:: Given data

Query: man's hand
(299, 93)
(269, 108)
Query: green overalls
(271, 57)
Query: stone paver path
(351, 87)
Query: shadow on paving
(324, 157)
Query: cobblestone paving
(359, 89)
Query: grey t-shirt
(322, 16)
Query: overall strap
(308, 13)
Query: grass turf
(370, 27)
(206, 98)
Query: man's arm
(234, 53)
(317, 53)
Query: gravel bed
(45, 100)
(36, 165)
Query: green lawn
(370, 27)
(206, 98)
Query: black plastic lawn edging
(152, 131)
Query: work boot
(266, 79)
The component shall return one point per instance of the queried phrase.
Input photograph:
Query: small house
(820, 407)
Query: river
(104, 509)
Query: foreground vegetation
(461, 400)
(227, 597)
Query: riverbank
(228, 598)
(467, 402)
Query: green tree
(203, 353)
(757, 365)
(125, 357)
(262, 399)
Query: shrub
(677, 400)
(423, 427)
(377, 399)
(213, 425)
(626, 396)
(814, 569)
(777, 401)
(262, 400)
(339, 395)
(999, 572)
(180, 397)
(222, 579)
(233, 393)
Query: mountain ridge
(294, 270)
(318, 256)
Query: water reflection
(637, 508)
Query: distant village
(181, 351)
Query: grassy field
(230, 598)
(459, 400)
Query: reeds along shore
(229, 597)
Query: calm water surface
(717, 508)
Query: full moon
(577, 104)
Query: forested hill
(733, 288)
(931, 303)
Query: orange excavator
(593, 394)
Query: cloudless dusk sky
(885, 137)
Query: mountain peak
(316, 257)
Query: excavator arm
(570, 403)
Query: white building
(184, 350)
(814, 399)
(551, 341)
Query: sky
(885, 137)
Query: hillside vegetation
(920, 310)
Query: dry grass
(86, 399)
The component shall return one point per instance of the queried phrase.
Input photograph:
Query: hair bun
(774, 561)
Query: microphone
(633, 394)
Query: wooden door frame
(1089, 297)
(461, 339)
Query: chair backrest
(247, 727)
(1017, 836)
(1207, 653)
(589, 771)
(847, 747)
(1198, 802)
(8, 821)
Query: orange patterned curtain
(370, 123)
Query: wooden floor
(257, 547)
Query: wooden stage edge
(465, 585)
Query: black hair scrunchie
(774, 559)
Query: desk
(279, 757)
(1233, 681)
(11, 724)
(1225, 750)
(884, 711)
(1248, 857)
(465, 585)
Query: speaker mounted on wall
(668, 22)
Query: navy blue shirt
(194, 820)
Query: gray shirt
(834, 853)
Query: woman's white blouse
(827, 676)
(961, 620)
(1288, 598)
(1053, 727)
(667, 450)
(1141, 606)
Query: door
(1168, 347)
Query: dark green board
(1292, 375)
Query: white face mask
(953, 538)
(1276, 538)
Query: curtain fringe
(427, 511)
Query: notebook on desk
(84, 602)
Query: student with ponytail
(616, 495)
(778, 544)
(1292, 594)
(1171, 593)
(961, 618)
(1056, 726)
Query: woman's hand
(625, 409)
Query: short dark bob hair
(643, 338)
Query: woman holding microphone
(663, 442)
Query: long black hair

::::

◆ Work to be completed
For this exercise, give every entry again exactly as it appears.

◆ Answer section
Query: man's hand
(299, 93)
(269, 108)
Query: green overalls
(271, 57)
Query: stone paver path
(351, 87)
Query: shadow on paving
(324, 157)
Query: cobblestone paving
(359, 89)
Query: grey t-shirt
(322, 16)
Query: overall strap
(308, 13)
Query: grass turf
(370, 27)
(206, 98)
Query: man's arm
(234, 53)
(317, 53)
Query: gravel bed
(45, 100)
(36, 165)
Query: green lawn
(370, 27)
(206, 98)
Query: black plastic lawn edging
(152, 131)
Query: work boot
(266, 79)
The component shall return one point per instance of the queried phrase.
Input photograph:
Query: small house
(820, 407)
Query: river
(104, 509)
Query: foreground vegetation
(461, 400)
(227, 597)
Query: riverbank
(228, 598)
(467, 402)
Query: green tree
(203, 353)
(757, 365)
(125, 357)
(262, 399)
Query: shrub
(677, 400)
(423, 427)
(377, 399)
(213, 425)
(626, 396)
(814, 569)
(777, 401)
(262, 400)
(339, 395)
(999, 572)
(180, 397)
(222, 579)
(233, 393)
Query: mountain ridge
(294, 270)
(318, 256)
Query: water reflection
(637, 508)
Query: distant village
(181, 351)
Query: grassy field
(230, 598)
(459, 400)
Query: reeds along shore
(229, 597)
Query: calm water surface
(717, 508)
Query: full moon
(577, 104)
Query: forested hill
(733, 288)
(931, 303)
Query: orange excavator
(593, 394)
Query: cloudless dusk sky
(885, 137)
Query: mountain peak
(316, 257)
Query: excavator arm
(570, 403)
Query: white building
(184, 350)
(814, 399)
(551, 341)
Query: sky
(885, 137)
Query: hillside vegetation
(920, 310)
Query: dry grass
(86, 399)
The component shall return one point per instance of the queried phrase.
Input photograph:
Query: hair bun
(774, 561)
Query: microphone
(633, 394)
Query: wooden door frame
(1089, 297)
(461, 339)
Query: chair backrest
(247, 727)
(1017, 836)
(1207, 653)
(589, 771)
(847, 747)
(1198, 802)
(8, 821)
Query: orange patterned curtain
(370, 123)
Query: wooden floor
(257, 547)
Query: wooden stage edge
(465, 585)
Query: black hair scrunchie
(774, 559)
Query: desk
(279, 757)
(1233, 681)
(11, 724)
(1225, 750)
(884, 711)
(1248, 857)
(465, 585)
Query: speaker mounted on wall
(668, 22)
Query: navy blue shirt
(194, 820)
Query: gray shirt
(834, 853)
Query: woman's white blouse
(827, 676)
(961, 620)
(1288, 598)
(1053, 727)
(667, 450)
(1141, 606)
Query: door
(1168, 347)
Query: dark green board
(1292, 375)
Query: white face mask
(953, 538)
(1276, 538)
Query: curtain fringe
(427, 511)
Query: notebook on desk
(84, 602)
Query: student with ponytail
(616, 495)
(778, 544)
(1292, 594)
(1171, 593)
(961, 618)
(1056, 726)
Query: woman's hand
(625, 409)
Query: short dark bob hair
(643, 338)
Query: woman holding microphone
(663, 442)
Query: long black hair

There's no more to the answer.